:: EXTRACTED MATERIAL ::

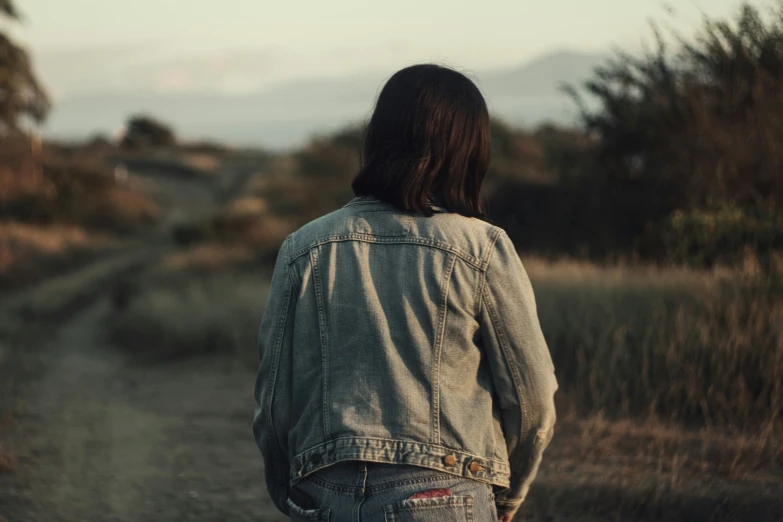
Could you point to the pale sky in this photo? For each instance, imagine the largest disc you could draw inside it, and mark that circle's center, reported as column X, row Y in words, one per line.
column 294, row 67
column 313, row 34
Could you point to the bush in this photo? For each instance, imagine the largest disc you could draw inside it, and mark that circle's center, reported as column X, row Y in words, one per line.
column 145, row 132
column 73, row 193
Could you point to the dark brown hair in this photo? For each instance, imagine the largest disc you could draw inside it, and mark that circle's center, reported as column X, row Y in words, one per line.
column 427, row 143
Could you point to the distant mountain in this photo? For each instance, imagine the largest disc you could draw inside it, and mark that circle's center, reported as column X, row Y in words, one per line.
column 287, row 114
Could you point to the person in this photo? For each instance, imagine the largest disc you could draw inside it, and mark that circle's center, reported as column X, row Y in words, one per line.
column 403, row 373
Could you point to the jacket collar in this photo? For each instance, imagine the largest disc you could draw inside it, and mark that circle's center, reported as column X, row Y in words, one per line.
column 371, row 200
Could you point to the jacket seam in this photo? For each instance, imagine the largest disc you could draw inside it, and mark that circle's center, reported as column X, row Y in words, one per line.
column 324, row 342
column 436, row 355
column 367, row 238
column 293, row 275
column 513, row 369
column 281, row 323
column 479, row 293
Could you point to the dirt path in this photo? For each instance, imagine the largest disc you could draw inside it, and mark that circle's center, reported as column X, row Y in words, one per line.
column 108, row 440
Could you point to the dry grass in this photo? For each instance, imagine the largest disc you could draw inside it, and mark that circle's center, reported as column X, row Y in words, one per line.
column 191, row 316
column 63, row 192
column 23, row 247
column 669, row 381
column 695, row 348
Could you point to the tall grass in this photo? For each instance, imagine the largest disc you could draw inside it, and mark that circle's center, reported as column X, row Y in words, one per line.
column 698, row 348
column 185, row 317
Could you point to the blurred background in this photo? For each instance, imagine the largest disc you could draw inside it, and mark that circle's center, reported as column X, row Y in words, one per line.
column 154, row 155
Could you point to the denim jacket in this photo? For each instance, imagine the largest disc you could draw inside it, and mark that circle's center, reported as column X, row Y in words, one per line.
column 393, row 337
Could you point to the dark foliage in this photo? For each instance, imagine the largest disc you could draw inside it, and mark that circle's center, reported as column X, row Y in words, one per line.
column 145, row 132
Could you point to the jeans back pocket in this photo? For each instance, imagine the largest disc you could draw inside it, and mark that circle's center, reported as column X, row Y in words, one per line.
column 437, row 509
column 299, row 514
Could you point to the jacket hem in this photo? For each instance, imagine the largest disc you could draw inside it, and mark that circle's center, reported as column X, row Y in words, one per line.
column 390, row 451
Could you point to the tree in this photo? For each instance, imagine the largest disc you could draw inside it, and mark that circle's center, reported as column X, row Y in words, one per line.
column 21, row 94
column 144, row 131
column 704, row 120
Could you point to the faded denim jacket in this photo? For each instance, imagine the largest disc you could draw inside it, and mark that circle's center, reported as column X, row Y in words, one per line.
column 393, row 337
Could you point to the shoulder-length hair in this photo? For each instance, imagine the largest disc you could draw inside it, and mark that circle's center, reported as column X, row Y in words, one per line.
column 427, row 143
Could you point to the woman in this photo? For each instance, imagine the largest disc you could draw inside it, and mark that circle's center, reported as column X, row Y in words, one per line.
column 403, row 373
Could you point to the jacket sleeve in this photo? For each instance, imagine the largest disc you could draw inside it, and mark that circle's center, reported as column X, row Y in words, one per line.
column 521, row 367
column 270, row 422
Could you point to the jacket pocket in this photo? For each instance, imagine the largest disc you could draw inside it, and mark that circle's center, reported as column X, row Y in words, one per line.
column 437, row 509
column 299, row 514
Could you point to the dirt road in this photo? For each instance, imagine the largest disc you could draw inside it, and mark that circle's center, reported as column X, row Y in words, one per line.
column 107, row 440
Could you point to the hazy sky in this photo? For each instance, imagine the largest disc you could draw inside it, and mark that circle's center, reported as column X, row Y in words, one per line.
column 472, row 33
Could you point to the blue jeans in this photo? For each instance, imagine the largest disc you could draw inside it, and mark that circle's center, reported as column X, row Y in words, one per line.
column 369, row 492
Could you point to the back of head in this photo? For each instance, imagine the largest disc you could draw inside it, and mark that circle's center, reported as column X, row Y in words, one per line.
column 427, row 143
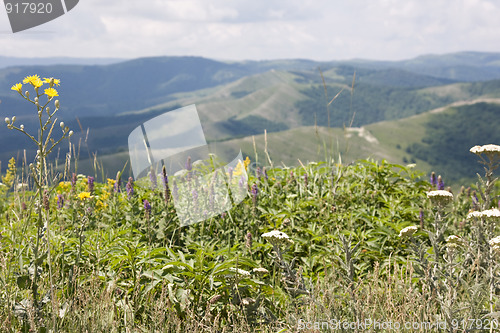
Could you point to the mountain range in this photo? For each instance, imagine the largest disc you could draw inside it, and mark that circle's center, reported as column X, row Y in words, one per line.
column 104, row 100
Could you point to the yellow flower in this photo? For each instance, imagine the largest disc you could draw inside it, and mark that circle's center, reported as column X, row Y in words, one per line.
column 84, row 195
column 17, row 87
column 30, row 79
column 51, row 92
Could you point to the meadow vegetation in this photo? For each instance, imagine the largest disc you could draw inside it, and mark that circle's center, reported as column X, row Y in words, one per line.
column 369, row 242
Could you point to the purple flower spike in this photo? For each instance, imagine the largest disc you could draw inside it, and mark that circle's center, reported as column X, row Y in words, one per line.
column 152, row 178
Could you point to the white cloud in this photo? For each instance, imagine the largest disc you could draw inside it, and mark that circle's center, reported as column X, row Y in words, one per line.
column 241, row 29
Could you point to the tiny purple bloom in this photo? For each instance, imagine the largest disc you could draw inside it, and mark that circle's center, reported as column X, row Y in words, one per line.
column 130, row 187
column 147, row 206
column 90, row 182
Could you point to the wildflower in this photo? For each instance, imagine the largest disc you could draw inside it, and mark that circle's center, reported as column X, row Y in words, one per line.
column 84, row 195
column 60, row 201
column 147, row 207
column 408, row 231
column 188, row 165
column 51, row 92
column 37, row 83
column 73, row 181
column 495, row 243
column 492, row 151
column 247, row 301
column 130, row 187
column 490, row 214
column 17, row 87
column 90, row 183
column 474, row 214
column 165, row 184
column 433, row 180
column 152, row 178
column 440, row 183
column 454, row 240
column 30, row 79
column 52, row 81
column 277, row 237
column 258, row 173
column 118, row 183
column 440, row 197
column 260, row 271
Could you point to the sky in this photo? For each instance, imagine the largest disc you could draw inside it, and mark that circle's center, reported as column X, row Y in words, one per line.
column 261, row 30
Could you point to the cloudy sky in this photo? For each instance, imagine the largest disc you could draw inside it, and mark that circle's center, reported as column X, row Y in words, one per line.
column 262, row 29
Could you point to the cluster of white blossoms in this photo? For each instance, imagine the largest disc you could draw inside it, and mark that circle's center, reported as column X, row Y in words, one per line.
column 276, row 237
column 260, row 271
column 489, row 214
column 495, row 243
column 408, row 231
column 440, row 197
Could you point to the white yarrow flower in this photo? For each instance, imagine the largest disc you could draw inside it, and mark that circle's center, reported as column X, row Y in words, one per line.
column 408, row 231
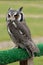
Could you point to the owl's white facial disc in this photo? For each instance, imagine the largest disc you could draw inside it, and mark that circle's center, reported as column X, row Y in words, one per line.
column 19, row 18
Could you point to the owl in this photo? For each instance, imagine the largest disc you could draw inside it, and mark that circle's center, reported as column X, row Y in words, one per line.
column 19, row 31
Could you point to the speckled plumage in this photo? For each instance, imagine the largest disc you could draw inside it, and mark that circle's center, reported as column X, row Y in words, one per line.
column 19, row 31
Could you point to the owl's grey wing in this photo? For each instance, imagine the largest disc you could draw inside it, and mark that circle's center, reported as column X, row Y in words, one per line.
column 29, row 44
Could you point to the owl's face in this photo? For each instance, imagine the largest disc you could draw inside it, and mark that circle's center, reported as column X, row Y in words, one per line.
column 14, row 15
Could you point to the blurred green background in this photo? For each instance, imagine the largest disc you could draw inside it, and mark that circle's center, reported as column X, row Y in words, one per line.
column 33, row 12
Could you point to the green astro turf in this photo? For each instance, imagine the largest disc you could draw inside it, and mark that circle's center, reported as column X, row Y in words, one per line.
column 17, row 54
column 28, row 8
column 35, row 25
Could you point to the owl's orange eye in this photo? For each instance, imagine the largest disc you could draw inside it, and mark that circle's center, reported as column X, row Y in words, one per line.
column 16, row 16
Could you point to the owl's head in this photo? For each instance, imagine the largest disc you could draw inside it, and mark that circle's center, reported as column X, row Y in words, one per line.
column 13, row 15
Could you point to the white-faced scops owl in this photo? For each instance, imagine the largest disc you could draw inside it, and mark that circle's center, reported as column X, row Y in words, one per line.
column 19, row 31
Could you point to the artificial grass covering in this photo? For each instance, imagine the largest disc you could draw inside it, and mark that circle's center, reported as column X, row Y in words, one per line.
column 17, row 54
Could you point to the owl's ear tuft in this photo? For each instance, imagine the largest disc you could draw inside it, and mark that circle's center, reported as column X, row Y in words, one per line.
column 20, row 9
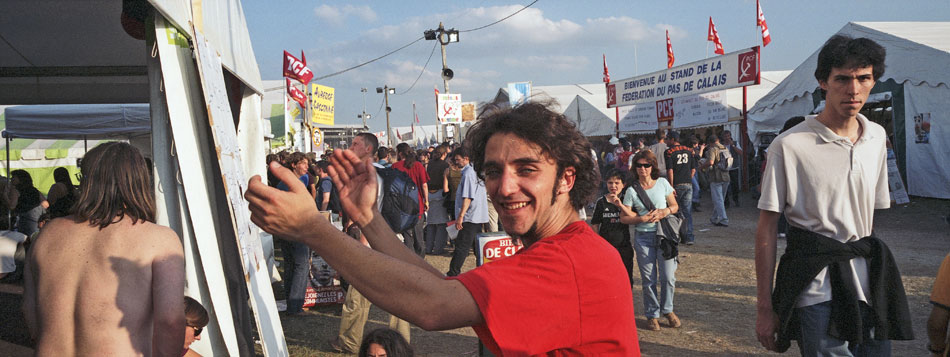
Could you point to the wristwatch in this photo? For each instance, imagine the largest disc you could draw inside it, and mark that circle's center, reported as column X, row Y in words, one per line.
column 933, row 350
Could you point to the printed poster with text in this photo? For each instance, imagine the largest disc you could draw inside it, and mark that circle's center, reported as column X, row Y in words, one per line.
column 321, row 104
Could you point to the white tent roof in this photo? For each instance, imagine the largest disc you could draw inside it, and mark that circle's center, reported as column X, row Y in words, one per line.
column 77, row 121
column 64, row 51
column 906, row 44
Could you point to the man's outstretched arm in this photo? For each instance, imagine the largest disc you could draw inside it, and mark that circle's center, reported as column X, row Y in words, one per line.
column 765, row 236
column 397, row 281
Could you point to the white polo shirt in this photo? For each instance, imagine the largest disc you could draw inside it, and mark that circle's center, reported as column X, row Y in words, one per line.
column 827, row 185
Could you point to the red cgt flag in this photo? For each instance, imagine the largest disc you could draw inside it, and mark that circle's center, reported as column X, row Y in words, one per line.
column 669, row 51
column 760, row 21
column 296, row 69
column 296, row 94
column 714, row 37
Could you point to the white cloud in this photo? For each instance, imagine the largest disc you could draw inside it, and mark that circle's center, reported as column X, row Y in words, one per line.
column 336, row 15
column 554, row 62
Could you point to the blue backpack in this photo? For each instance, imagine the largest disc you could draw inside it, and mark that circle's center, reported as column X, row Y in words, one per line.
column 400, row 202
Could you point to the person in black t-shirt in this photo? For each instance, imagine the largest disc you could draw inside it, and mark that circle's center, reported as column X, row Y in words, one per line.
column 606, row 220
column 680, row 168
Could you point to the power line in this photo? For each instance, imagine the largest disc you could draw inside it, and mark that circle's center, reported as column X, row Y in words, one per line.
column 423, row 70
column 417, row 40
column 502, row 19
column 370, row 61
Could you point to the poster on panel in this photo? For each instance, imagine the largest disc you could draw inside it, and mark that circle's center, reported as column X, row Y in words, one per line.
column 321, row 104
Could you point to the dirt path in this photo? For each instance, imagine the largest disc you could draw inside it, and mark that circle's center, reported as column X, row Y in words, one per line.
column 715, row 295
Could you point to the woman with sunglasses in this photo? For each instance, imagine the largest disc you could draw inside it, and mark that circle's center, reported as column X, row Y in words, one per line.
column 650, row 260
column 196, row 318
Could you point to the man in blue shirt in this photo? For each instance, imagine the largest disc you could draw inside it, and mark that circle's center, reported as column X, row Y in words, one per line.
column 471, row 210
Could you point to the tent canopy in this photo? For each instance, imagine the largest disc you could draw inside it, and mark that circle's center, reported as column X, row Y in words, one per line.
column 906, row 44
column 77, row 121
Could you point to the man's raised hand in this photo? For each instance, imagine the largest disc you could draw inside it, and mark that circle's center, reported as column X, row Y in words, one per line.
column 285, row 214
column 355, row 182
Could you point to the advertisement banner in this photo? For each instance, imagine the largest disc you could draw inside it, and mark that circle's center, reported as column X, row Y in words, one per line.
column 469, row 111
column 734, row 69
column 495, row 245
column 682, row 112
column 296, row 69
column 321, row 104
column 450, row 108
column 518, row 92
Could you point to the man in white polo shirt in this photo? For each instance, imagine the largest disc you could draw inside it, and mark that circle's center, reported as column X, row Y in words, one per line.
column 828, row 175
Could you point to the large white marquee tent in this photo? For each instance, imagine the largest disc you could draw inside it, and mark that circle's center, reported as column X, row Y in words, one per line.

:::

Look above for the line containing "Could you point to the man in white", then please write out that line and each one after it through the end, exactly, with nothing else.

▶ **EXERCISE ANSWER**
Could you point to the man in white polo shirt in this photo? For each instance, imagine the largest disc you could draw inside it, and mark that circle's center, reported as column X, row Y in words, one per line.
column 828, row 175
Could you point to the large white marquee tent in this photo? For each instance, imagine the largest disc you could draw inside it, and mark that circle's center, reported as column X, row Y in words, one per line.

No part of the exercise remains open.